**Data in this exercise:**
>> start

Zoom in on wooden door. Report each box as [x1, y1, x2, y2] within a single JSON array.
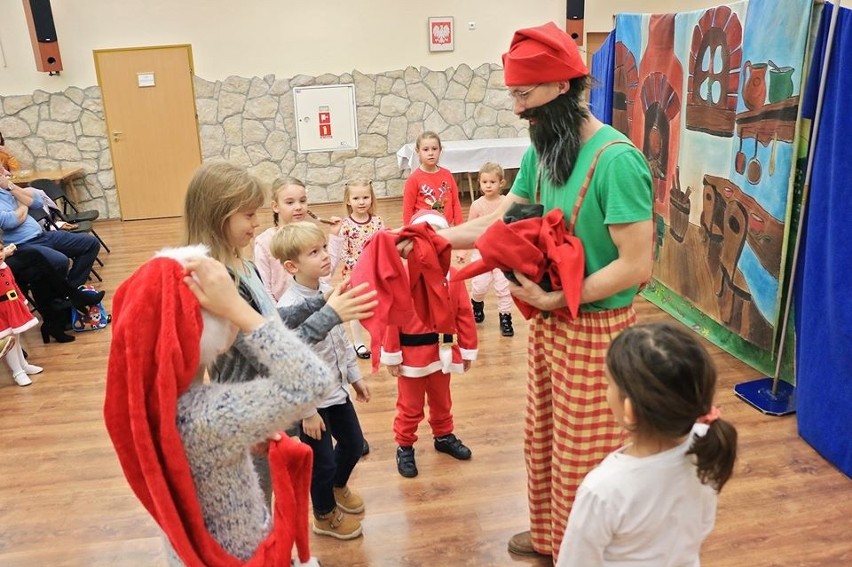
[[94, 45, 201, 220]]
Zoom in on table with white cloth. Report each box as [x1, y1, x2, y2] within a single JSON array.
[[396, 138, 530, 202]]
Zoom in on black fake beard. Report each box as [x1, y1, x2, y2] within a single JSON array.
[[520, 88, 589, 186]]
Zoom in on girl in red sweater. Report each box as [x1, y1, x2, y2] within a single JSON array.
[[402, 131, 464, 226]]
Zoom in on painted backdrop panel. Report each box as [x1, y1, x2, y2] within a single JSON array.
[[613, 0, 812, 360]]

>> end

**What is required:** Determine how many lines of the material above contain the word "each", and give only that number.

**Exercise solution:** 5